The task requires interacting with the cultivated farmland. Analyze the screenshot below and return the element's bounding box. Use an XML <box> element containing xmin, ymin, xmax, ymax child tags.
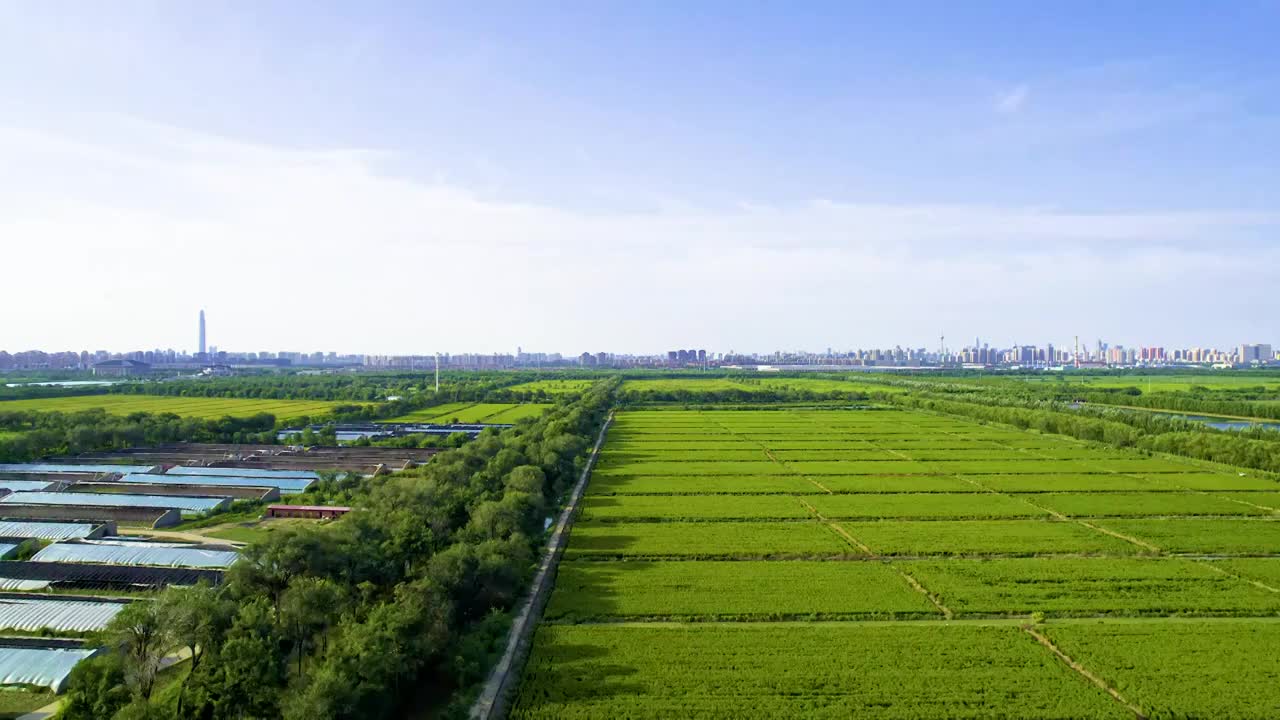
<box><xmin>512</xmin><ymin>407</ymin><xmax>1280</xmax><ymax>720</ymax></box>
<box><xmin>0</xmin><ymin>395</ymin><xmax>351</xmax><ymax>419</ymax></box>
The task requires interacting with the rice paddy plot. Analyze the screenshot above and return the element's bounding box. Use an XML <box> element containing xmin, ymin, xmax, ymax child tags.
<box><xmin>1147</xmin><ymin>473</ymin><xmax>1280</xmax><ymax>492</ymax></box>
<box><xmin>547</xmin><ymin>560</ymin><xmax>941</xmax><ymax>621</ymax></box>
<box><xmin>564</xmin><ymin>521</ymin><xmax>858</xmax><ymax>560</ymax></box>
<box><xmin>964</xmin><ymin>473</ymin><xmax>1180</xmax><ymax>493</ymax></box>
<box><xmin>812</xmin><ymin>475</ymin><xmax>977</xmax><ymax>493</ymax></box>
<box><xmin>1097</xmin><ymin>518</ymin><xmax>1280</xmax><ymax>555</ymax></box>
<box><xmin>588</xmin><ymin>474</ymin><xmax>826</xmax><ymax>495</ymax></box>
<box><xmin>899</xmin><ymin>557</ymin><xmax>1280</xmax><ymax>616</ymax></box>
<box><xmin>1030</xmin><ymin>492</ymin><xmax>1268</xmax><ymax>518</ymax></box>
<box><xmin>1204</xmin><ymin>557</ymin><xmax>1280</xmax><ymax>592</ymax></box>
<box><xmin>582</xmin><ymin>495</ymin><xmax>813</xmax><ymax>521</ymax></box>
<box><xmin>0</xmin><ymin>395</ymin><xmax>351</xmax><ymax>420</ymax></box>
<box><xmin>838</xmin><ymin>520</ymin><xmax>1144</xmax><ymax>556</ymax></box>
<box><xmin>600</xmin><ymin>445</ymin><xmax>772</xmax><ymax>465</ymax></box>
<box><xmin>591</xmin><ymin>454</ymin><xmax>787</xmax><ymax>477</ymax></box>
<box><xmin>1044</xmin><ymin>620</ymin><xmax>1280</xmax><ymax>720</ymax></box>
<box><xmin>806</xmin><ymin>492</ymin><xmax>1048</xmax><ymax>520</ymax></box>
<box><xmin>511</xmin><ymin>623</ymin><xmax>1133</xmax><ymax>720</ymax></box>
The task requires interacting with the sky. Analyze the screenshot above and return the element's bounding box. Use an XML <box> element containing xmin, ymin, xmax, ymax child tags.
<box><xmin>0</xmin><ymin>0</ymin><xmax>1280</xmax><ymax>355</ymax></box>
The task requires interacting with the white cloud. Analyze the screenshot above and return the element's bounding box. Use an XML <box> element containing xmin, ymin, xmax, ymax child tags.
<box><xmin>0</xmin><ymin>119</ymin><xmax>1280</xmax><ymax>352</ymax></box>
<box><xmin>996</xmin><ymin>85</ymin><xmax>1032</xmax><ymax>113</ymax></box>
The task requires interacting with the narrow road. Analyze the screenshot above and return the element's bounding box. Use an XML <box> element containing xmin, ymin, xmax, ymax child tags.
<box><xmin>471</xmin><ymin>411</ymin><xmax>613</xmax><ymax>720</ymax></box>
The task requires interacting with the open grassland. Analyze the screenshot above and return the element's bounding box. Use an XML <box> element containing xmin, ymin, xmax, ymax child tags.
<box><xmin>512</xmin><ymin>407</ymin><xmax>1280</xmax><ymax>720</ymax></box>
<box><xmin>0</xmin><ymin>395</ymin><xmax>349</xmax><ymax>419</ymax></box>
<box><xmin>381</xmin><ymin>402</ymin><xmax>550</xmax><ymax>424</ymax></box>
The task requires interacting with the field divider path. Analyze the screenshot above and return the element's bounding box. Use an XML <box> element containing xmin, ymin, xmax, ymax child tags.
<box><xmin>890</xmin><ymin>412</ymin><xmax>1165</xmax><ymax>555</ymax></box>
<box><xmin>712</xmin><ymin>409</ymin><xmax>835</xmax><ymax>495</ymax></box>
<box><xmin>1023</xmin><ymin>625</ymin><xmax>1148</xmax><ymax>720</ymax></box>
<box><xmin>783</xmin><ymin>440</ymin><xmax>955</xmax><ymax>620</ymax></box>
<box><xmin>468</xmin><ymin>410</ymin><xmax>613</xmax><ymax>720</ymax></box>
<box><xmin>1199</xmin><ymin>561</ymin><xmax>1280</xmax><ymax>593</ymax></box>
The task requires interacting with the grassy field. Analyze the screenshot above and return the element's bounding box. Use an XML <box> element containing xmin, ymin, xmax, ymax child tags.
<box><xmin>0</xmin><ymin>395</ymin><xmax>349</xmax><ymax>419</ymax></box>
<box><xmin>380</xmin><ymin>402</ymin><xmax>550</xmax><ymax>424</ymax></box>
<box><xmin>512</xmin><ymin>407</ymin><xmax>1280</xmax><ymax>720</ymax></box>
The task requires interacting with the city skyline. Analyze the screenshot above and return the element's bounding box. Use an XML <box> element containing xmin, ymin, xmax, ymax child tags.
<box><xmin>0</xmin><ymin>3</ymin><xmax>1280</xmax><ymax>354</ymax></box>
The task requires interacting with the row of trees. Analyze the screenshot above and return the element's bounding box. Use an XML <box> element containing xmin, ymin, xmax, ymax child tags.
<box><xmin>63</xmin><ymin>380</ymin><xmax>617</xmax><ymax>720</ymax></box>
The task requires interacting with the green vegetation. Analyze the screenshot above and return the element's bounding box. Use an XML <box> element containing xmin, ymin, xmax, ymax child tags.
<box><xmin>512</xmin><ymin>394</ymin><xmax>1280</xmax><ymax>720</ymax></box>
<box><xmin>512</xmin><ymin>623</ymin><xmax>1126</xmax><ymax>720</ymax></box>
<box><xmin>1046</xmin><ymin>621</ymin><xmax>1280</xmax><ymax>719</ymax></box>
<box><xmin>547</xmin><ymin>560</ymin><xmax>941</xmax><ymax>621</ymax></box>
<box><xmin>64</xmin><ymin>383</ymin><xmax>616</xmax><ymax>720</ymax></box>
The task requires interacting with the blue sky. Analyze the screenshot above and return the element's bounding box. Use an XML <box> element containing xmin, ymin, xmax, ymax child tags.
<box><xmin>0</xmin><ymin>3</ymin><xmax>1280</xmax><ymax>352</ymax></box>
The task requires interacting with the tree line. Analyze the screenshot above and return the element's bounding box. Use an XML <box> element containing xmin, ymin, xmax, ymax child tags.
<box><xmin>61</xmin><ymin>380</ymin><xmax>618</xmax><ymax>720</ymax></box>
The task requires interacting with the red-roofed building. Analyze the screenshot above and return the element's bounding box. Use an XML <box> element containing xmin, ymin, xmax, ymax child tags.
<box><xmin>266</xmin><ymin>505</ymin><xmax>351</xmax><ymax>520</ymax></box>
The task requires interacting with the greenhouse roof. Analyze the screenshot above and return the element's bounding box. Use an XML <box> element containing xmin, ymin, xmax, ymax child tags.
<box><xmin>34</xmin><ymin>542</ymin><xmax>239</xmax><ymax>573</ymax></box>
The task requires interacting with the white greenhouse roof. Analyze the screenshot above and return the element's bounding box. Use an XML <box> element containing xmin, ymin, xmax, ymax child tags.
<box><xmin>0</xmin><ymin>647</ymin><xmax>99</xmax><ymax>693</ymax></box>
<box><xmin>32</xmin><ymin>542</ymin><xmax>239</xmax><ymax>569</ymax></box>
<box><xmin>0</xmin><ymin>520</ymin><xmax>96</xmax><ymax>539</ymax></box>
<box><xmin>0</xmin><ymin>597</ymin><xmax>128</xmax><ymax>633</ymax></box>
<box><xmin>0</xmin><ymin>462</ymin><xmax>156</xmax><ymax>474</ymax></box>
<box><xmin>0</xmin><ymin>492</ymin><xmax>228</xmax><ymax>515</ymax></box>
<box><xmin>142</xmin><ymin>473</ymin><xmax>315</xmax><ymax>495</ymax></box>
<box><xmin>0</xmin><ymin>480</ymin><xmax>56</xmax><ymax>492</ymax></box>
<box><xmin>166</xmin><ymin>465</ymin><xmax>320</xmax><ymax>480</ymax></box>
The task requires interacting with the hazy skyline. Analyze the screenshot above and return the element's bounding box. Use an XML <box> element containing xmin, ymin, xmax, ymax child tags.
<box><xmin>0</xmin><ymin>3</ymin><xmax>1280</xmax><ymax>354</ymax></box>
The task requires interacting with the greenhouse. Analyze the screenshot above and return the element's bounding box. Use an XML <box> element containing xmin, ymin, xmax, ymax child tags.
<box><xmin>144</xmin><ymin>468</ymin><xmax>316</xmax><ymax>495</ymax></box>
<box><xmin>0</xmin><ymin>486</ymin><xmax>230</xmax><ymax>515</ymax></box>
<box><xmin>33</xmin><ymin>542</ymin><xmax>239</xmax><ymax>573</ymax></box>
<box><xmin>0</xmin><ymin>596</ymin><xmax>128</xmax><ymax>633</ymax></box>
<box><xmin>0</xmin><ymin>647</ymin><xmax>101</xmax><ymax>693</ymax></box>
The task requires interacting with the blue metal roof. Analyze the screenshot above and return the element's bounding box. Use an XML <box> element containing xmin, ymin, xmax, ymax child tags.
<box><xmin>0</xmin><ymin>520</ymin><xmax>96</xmax><ymax>539</ymax></box>
<box><xmin>0</xmin><ymin>492</ymin><xmax>230</xmax><ymax>515</ymax></box>
<box><xmin>168</xmin><ymin>465</ymin><xmax>320</xmax><ymax>480</ymax></box>
<box><xmin>0</xmin><ymin>480</ymin><xmax>54</xmax><ymax>492</ymax></box>
<box><xmin>31</xmin><ymin>542</ymin><xmax>239</xmax><ymax>569</ymax></box>
<box><xmin>131</xmin><ymin>474</ymin><xmax>315</xmax><ymax>495</ymax></box>
<box><xmin>0</xmin><ymin>596</ymin><xmax>128</xmax><ymax>633</ymax></box>
<box><xmin>0</xmin><ymin>647</ymin><xmax>101</xmax><ymax>693</ymax></box>
<box><xmin>0</xmin><ymin>462</ymin><xmax>156</xmax><ymax>474</ymax></box>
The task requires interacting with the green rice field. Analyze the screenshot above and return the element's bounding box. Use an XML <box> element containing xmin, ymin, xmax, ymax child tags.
<box><xmin>380</xmin><ymin>402</ymin><xmax>550</xmax><ymax>424</ymax></box>
<box><xmin>511</xmin><ymin>407</ymin><xmax>1280</xmax><ymax>720</ymax></box>
<box><xmin>0</xmin><ymin>395</ymin><xmax>349</xmax><ymax>419</ymax></box>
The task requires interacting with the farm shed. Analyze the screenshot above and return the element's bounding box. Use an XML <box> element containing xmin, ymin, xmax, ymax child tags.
<box><xmin>33</xmin><ymin>541</ymin><xmax>239</xmax><ymax>571</ymax></box>
<box><xmin>146</xmin><ymin>473</ymin><xmax>315</xmax><ymax>495</ymax></box>
<box><xmin>0</xmin><ymin>519</ymin><xmax>108</xmax><ymax>541</ymax></box>
<box><xmin>0</xmin><ymin>561</ymin><xmax>223</xmax><ymax>587</ymax></box>
<box><xmin>266</xmin><ymin>505</ymin><xmax>351</xmax><ymax>520</ymax></box>
<box><xmin>0</xmin><ymin>479</ymin><xmax>58</xmax><ymax>492</ymax></box>
<box><xmin>0</xmin><ymin>502</ymin><xmax>182</xmax><ymax>528</ymax></box>
<box><xmin>0</xmin><ymin>647</ymin><xmax>101</xmax><ymax>693</ymax></box>
<box><xmin>0</xmin><ymin>462</ymin><xmax>156</xmax><ymax>475</ymax></box>
<box><xmin>0</xmin><ymin>594</ymin><xmax>129</xmax><ymax>633</ymax></box>
<box><xmin>0</xmin><ymin>492</ymin><xmax>230</xmax><ymax>515</ymax></box>
<box><xmin>165</xmin><ymin>465</ymin><xmax>320</xmax><ymax>480</ymax></box>
<box><xmin>73</xmin><ymin>475</ymin><xmax>280</xmax><ymax>502</ymax></box>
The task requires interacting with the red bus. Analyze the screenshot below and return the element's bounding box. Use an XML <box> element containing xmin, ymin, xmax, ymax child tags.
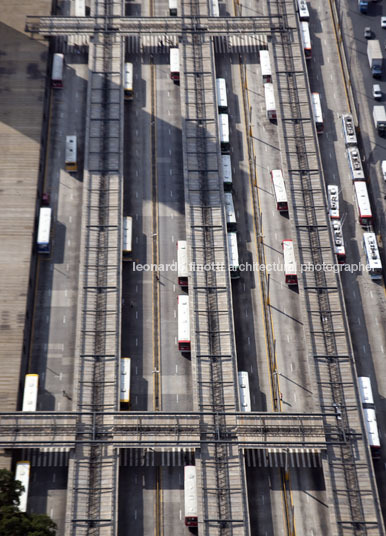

* _Required work_: Which lines of the records above contain the string "below"? Copy each of those lines in full.

* _Correct answer_:
The task requires interacting with the cultivated farmland. Analyze the screenshot below and return the element's bounding box. Use an XML <box> element containing xmin, ymin, xmax, ymax child tags.
The task requires interacting with the red bus. Analyze the screenshot below and return the element's bounding box. Use an XML <box> element containing xmin, ymin, xmax, ymax child tags.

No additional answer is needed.